■ **Artigo**

As organizações representativas da “Casa Grande”, como a FIEMT, a
FIESP e tantas outras, fazem isso todos os dias, não apenas para apoiar
os seus candidatos, como também para derrubar, através de golpes, os
eleitos que representam os interesses dos trabalhadores, como fizeram
com João Goulart, em 1964, e Dilma Rousseff, em 2016. Quem financiou os
coxinhas nazi-doidos para irem às ruas contra a democracia e defenderem
intervenção militar não foram eles? Quem financia as campanhas
eleitorais dos representantes da burguesia não são as suas empresas e
suas entidades patronais?
Querer anular a organização sindical, como um espaço legítimo de
lutas dos trabalhadores contra a exploração capitalista, é negar a luta
de classes. Seria como um marxista negar a ideia de mais-valia, como um
cristão não crer na ressurreição, ou um budista negar a reencarnação.
Dizer que a trincheira sindical não pode ser a barricada da
resistência dos trabalhadores contra a opressão da burguesia, é como
dizer aos professores e alunos que a escola não é um espaço de
aprendizado, ou dizer aos religiosos que igreja não é um ambiente de
oração. Seria como o dia negar a luz do sol, ou a noite não se
reconhecer na escuridão.
Se a classe dominante insiste atacar os direitos dos trabalhadores e
trair os interesses nacionais, a hora é de reagirmos. Vamos defender os
nossos direitos e o nosso país, nas ruas, nos bares, nas escolas, nas
igrejas, em nosso ambiente de trabalho e, em qualquer lugar,
principalmente dentro das nossas organizações sindicais, nos clubes de
mães, nos grêmios estudantis, nos movimentos populares, enfim, aonde o
povo estiver!

(Entradas de rotulagem de contornos)
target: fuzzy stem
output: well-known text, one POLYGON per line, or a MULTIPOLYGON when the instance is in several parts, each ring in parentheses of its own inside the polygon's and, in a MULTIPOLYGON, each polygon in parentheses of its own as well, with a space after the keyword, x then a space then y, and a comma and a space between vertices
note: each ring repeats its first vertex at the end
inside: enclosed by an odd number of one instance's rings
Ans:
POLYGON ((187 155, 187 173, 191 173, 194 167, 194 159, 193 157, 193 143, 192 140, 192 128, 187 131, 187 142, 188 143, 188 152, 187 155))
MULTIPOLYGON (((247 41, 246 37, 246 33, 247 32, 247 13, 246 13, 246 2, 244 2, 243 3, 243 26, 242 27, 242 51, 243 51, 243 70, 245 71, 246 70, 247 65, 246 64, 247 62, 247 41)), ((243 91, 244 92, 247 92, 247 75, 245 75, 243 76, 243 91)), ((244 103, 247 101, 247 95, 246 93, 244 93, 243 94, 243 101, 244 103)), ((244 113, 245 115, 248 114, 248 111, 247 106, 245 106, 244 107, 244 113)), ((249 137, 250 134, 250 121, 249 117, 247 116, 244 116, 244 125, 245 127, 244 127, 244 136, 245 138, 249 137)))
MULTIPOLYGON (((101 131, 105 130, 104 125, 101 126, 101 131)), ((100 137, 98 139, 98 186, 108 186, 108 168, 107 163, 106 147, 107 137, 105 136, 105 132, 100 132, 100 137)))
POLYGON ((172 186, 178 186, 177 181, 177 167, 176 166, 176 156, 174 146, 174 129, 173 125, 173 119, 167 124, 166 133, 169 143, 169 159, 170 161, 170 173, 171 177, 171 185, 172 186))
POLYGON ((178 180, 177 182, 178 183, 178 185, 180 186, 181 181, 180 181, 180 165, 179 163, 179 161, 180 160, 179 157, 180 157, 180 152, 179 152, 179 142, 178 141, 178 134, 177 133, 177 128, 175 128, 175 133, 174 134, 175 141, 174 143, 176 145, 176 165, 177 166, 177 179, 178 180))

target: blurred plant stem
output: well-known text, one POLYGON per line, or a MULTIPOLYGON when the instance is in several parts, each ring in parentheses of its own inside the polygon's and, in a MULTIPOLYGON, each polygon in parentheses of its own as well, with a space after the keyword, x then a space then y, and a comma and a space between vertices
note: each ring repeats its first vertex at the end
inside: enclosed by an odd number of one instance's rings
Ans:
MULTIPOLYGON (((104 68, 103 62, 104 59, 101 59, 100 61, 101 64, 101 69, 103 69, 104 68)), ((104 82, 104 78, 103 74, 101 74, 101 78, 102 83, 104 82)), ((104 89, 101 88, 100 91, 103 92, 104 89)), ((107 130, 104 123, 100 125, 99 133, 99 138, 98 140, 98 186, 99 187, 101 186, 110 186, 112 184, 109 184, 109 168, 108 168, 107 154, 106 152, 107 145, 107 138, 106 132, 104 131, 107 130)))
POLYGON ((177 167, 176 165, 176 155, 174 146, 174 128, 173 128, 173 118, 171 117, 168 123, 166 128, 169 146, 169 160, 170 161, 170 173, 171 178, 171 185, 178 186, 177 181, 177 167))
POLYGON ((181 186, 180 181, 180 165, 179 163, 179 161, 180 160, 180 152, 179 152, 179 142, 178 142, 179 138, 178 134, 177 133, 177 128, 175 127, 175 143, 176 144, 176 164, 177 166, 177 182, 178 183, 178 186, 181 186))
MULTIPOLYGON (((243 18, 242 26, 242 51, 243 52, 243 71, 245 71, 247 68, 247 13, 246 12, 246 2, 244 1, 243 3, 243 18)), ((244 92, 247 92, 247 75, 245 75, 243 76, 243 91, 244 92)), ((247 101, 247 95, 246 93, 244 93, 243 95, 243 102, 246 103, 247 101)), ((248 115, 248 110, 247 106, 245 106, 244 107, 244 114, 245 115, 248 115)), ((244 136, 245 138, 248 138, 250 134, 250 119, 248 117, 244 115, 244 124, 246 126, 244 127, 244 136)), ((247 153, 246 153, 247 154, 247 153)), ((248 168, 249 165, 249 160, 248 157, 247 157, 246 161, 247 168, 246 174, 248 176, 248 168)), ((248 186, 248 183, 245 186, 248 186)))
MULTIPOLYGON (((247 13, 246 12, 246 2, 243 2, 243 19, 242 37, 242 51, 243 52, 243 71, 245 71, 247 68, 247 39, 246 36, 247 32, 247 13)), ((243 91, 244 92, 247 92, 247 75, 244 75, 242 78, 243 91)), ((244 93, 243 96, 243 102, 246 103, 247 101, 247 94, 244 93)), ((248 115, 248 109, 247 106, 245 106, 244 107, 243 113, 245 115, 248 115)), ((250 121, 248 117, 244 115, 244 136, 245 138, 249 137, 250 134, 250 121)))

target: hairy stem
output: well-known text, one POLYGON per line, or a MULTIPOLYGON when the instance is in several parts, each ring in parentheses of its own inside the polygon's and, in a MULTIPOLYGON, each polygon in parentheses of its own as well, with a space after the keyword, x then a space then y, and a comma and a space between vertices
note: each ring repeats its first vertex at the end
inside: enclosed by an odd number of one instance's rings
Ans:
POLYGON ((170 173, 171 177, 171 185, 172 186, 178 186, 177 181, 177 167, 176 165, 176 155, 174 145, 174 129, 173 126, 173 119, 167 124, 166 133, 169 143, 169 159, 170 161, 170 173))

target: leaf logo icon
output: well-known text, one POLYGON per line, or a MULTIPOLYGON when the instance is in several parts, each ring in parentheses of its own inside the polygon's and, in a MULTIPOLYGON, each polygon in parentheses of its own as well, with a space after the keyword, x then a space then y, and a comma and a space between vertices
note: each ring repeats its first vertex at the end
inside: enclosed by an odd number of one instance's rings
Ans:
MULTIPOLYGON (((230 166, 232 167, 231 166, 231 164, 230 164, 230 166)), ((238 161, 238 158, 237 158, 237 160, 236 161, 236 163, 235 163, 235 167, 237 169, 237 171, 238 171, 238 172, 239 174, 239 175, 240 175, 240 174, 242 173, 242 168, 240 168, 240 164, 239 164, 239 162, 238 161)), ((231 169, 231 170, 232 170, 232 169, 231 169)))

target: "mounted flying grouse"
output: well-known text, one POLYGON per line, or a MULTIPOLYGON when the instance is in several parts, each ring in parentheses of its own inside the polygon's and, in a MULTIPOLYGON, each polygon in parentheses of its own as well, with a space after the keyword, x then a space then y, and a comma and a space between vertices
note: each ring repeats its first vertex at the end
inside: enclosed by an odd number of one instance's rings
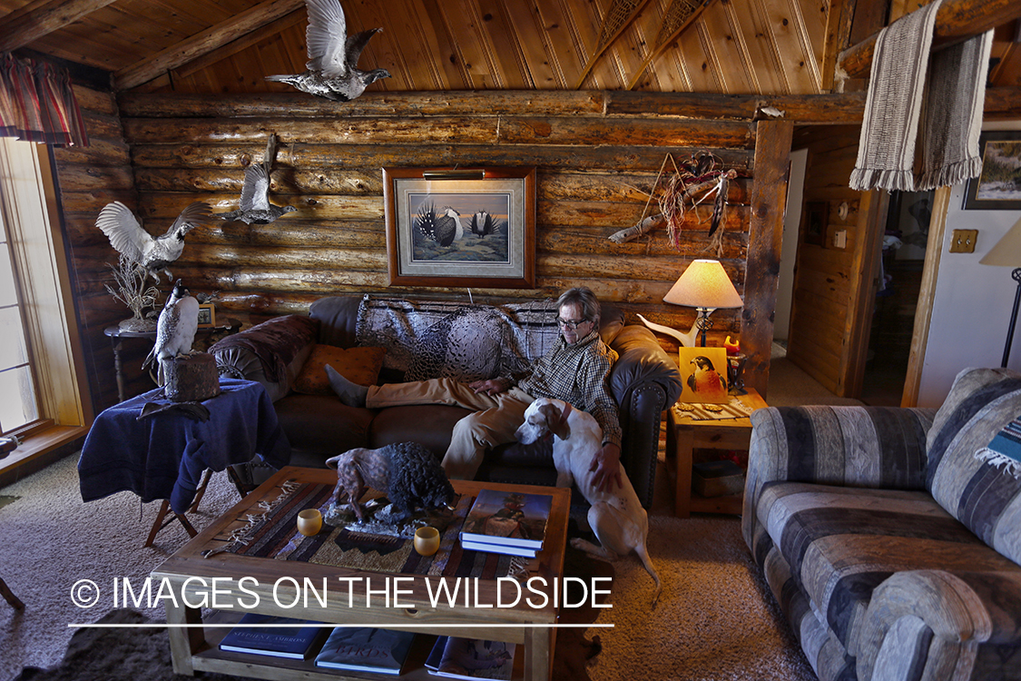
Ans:
POLYGON ((218 213, 222 220, 239 220, 246 225, 269 225, 283 214, 297 210, 292 205, 278 206, 270 203, 270 171, 277 155, 277 136, 270 135, 265 142, 265 157, 261 163, 251 163, 245 168, 245 184, 241 188, 241 207, 231 212, 218 213))
POLYGON ((96 218, 96 227, 103 231, 110 244, 132 262, 145 267, 149 276, 159 283, 160 270, 171 279, 166 266, 181 257, 185 247, 185 235, 210 217, 208 203, 195 201, 181 211, 174 225, 161 237, 152 237, 142 229, 142 224, 120 201, 103 206, 96 218))
POLYGON ((435 241, 440 246, 449 246, 465 235, 460 213, 450 206, 443 206, 443 211, 436 214, 436 206, 423 203, 419 207, 419 215, 415 223, 427 239, 435 241))
POLYGON ((350 38, 347 21, 338 0, 305 0, 308 28, 305 29, 308 61, 304 74, 266 76, 265 80, 287 83, 310 95, 347 102, 381 78, 390 78, 385 68, 361 70, 356 67, 369 39, 383 29, 370 29, 350 38))
POLYGON ((163 385, 166 378, 166 362, 181 354, 190 354, 198 329, 198 300, 193 298, 179 279, 174 291, 166 298, 166 304, 159 313, 156 324, 156 343, 142 363, 148 369, 153 361, 158 362, 156 382, 163 385))

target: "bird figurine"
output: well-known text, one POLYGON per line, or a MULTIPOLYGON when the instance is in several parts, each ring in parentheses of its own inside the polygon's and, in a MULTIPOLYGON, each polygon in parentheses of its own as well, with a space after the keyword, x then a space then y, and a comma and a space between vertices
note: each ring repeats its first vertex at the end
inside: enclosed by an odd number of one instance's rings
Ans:
POLYGON ((698 355, 689 364, 692 373, 688 377, 688 388, 702 398, 702 401, 709 402, 727 397, 727 381, 716 371, 709 357, 698 355))
POLYGON ((261 163, 251 163, 245 168, 245 184, 241 188, 241 207, 222 212, 222 220, 239 220, 246 225, 269 225, 281 215, 297 210, 292 205, 270 203, 270 171, 277 155, 277 136, 270 135, 265 142, 265 157, 261 163))
POLYGON ((492 215, 485 210, 480 210, 472 215, 469 230, 472 234, 477 234, 480 239, 483 239, 487 234, 496 234, 498 226, 492 215))
POLYGON ((347 102, 381 78, 390 78, 390 71, 385 68, 361 70, 356 67, 369 39, 383 29, 370 29, 348 38, 347 21, 339 0, 305 0, 305 7, 308 9, 305 72, 266 76, 265 80, 286 83, 301 92, 335 102, 347 102))
POLYGON ((208 203, 195 201, 181 211, 166 234, 153 237, 142 229, 142 224, 120 201, 103 206, 96 218, 96 227, 103 231, 119 253, 132 262, 145 267, 149 276, 159 283, 160 270, 167 280, 173 278, 166 266, 181 257, 185 247, 185 235, 207 221, 211 208, 208 203))
POLYGON ((427 239, 437 242, 440 246, 449 246, 465 235, 460 213, 450 206, 443 206, 442 211, 436 214, 434 205, 423 203, 419 207, 416 224, 427 239))
POLYGON ((166 298, 166 304, 159 312, 156 323, 156 342, 142 363, 148 369, 157 362, 156 383, 163 385, 166 379, 166 363, 182 354, 191 354, 198 329, 198 300, 193 298, 179 279, 174 291, 166 298))

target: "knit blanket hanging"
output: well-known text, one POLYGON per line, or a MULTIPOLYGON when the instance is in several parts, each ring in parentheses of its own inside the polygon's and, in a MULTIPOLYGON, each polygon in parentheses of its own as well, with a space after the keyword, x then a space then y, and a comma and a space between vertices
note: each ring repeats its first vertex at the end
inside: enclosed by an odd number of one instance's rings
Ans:
POLYGON ((560 335, 552 300, 503 305, 364 296, 358 345, 383 347, 383 367, 404 381, 458 381, 526 372, 560 335))
POLYGON ((992 32, 930 59, 941 2, 894 21, 876 40, 852 189, 923 191, 982 171, 978 136, 992 32))
POLYGON ((1021 418, 1004 426, 975 456, 1021 478, 1021 418))

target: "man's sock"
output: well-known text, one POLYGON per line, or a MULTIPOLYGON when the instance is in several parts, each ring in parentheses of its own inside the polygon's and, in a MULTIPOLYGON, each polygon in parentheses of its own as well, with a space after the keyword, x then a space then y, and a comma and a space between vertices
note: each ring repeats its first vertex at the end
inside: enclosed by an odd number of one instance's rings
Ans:
POLYGON ((330 387, 333 388, 333 391, 337 393, 337 397, 340 397, 340 401, 344 404, 348 406, 366 405, 366 395, 369 394, 369 388, 359 386, 357 383, 351 383, 338 374, 337 370, 330 364, 326 366, 326 376, 330 381, 330 387))

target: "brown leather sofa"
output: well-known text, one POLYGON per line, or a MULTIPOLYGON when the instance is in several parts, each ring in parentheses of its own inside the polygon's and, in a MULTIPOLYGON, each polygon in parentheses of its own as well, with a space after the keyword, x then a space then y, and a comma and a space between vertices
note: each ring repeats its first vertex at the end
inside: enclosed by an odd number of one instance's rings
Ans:
MULTIPOLYGON (((303 463, 311 457, 323 465, 327 457, 353 447, 377 448, 404 441, 419 442, 442 456, 453 425, 469 411, 444 405, 357 408, 342 404, 332 395, 301 394, 290 389, 315 343, 345 348, 356 345, 360 302, 359 296, 321 298, 309 309, 310 323, 292 319, 301 324, 297 330, 284 331, 288 325, 276 325, 269 348, 265 334, 261 347, 250 342, 251 336, 259 335, 259 327, 265 326, 259 325, 222 340, 209 352, 215 355, 222 375, 265 386, 291 447, 303 463)), ((638 498, 647 507, 652 501, 660 421, 664 409, 680 395, 680 375, 651 332, 642 326, 625 325, 620 309, 603 307, 599 333, 620 355, 611 374, 611 389, 620 406, 624 430, 621 460, 638 498)), ((384 370, 379 383, 401 378, 384 370)), ((552 485, 556 472, 548 443, 538 447, 512 444, 489 452, 478 478, 552 485)))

■ **Tarefas**
1: No artigo sobre a luta sindical, a frase que começa com "Seria como um marxista" traz comparações. Liste cada pessoa citada nessa frase junto com aquilo que ela negaria ou em que deixaria de crer.
2: Prossiga com o artigo sobre a luta sindical a partir do ponto em que ele termina.

■ **Resultados**
1:
- Um marxista: a ideia de mais-valia
- Um cristão: a ressurreição
- Um budista: a reencarnação

2:
Quem diz que sindicato não é lugar de debater política partidária e
que lideranças sindicais não devem se candidatar a cargos de vereador,
prefeito, deputado estadual, governador, deputado federal, senador, ou
presidente da república, além de não saber o que se fala, está prestando
um grande serviço às elites mais conservadoras, as mais retrógradas e
corruptas do Brasil, pois é exatamente assim que elas querem que o povo
continue pensando.
Um cidadão consciente não vota em quem atua frontalmente contra os
trabalhadores, em quem renega direitos, quem apoia o golpismo, quem
vende o seu país, quem viola a vida e fragiliza quem já é extremamente
fraco. Este sentimento de solidariedade e compromissos com as causas dos
oprimidos, dos explorados, é dentro do sindicato que devemos
compartilhar, debater e encontrar solução.
Entender a política não é apenas um direito, e, sim, um dever de
todos trabalhadores que preservam a esperança de que ainda é possível,
pelas vias institucionais que o sistema permite, reverter esta onda de
retrocessos avassaladora que vem sendo esparramada diariamente pelos
golpistas que assaltaram o poder.
Para aqueles que ainda resistem em dar ao Golpe o sentido do que ele
realmente é, a academia está provando que, de fato, o povo brasileiro
foi enganado, e estudar o golpe virou disciplina em pelo menos 13
universidades brasileiras, entre elas a UFPR onde o Moro é professor. Só
a ministra Cármem Lucia, alguns atores do sistema de justiça e os
coxinhas midiotizados pela mídia corporativa burguesa insistem em não
querer acreditar no óbvio.
Oxalá que todos os sindicatos pudessem também proporcionar aos seus
filiados este curso que trata do golpe de 2016 e da democracia no
Brasil.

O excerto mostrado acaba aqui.